■ Given text:
Start of Block

I’m in a weird place now.’
I love how, with those lyrics, he’s the cuddly American tourist, enjoying the quaint little charms of Manchester ‘Town’ with a benevolent paternalism.
He then flourished in the rainy city, producing the album ‘How To Die in the North’ and getting it signed to Bella Union. But trouble was still stalking young Brian: in 2015 a leg injury meant he overstayed his visa and was forced to quit the UK just prior to numerous prestige appearances. It was like his muse was kicking him the balls to produce more music because, without that debacle, we wouldn’t have the magnificent ‘Deportation Blues’ (2017).
So here we are today (or, rather, eighteen months ago) when B C and the band lumbered out onto the stage whilst I wondered how much longer I’d be on the planet.
As a physical prospect, Brian Christinzio sports the ubiquitous trinity of beard, baseball cap and beer-gut, resembling an extra from The Dukes of Hazzard. As a look it’s ten-a-penny - the go-to get-up for the portly gentleman who’s not so fair of face. However, as soon as he opens his mouth you feel you’re in the presence of the real deal - a wise-cracking American eccentric who commands from centerstage with aplomb. He is someone who can use the word ‘Douchey’ a lot and get away with it.
‘I should say from the start I only have three fears in life: people looking at me… crowds… and boats. So this is going to be interesting.’
He then launched into a set that seemed to hold up to the records pretty well. Sometimes he’s a powerhouse bellowing whilst pounding the piano, other times his voice snakes between doo-wop stylings or that beautiful, lovelorn falsetto that makes you feel he’s got the finesse of a truly great artist.
After a couple of numbers, he confessed he felt lost without his usual sunglasses on stage. Someone hurled him a pair which were donned for the rest of the show. A hat, dark glasses and beard are not very far from being a joke-shop disguise; I mean, the head and face are almost totally obscured, and sometimes I feel a little cheated by that as I want to see a performer’s every expressive manoeuvre between vulnerability and invincibility. Perhaps he really is afraid of crowds, despite his bearing as a gritty truck-stop Pete.

End of Block

■ Exercise tasks:
A - Print the part of the concert review from "I’m in a weird" to "a benevolent paternalism.", including both of those passages.
B - Answer these questions using the concert review:
(i) Which label was the album ‘How To Die in the North’ signed to?
(ii) In what year did a leg injury cause Brian Christinzio to overstay his visa?
(iii) What three fears does he name on stage?

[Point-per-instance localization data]
Start of Block

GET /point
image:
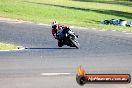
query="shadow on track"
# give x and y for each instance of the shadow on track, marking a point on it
(47, 48)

End of Block

■ Task results:
A -
I’m in a weird place now.’
I love how, with those lyrics, he’s the cuddly American tourist, enjoying the quaint little charms of Manchester ‘Town’ with a benevolent paternalism.

B -
(i) Bella Union
(ii) 2015
(iii) People looking at him, crowds, and boats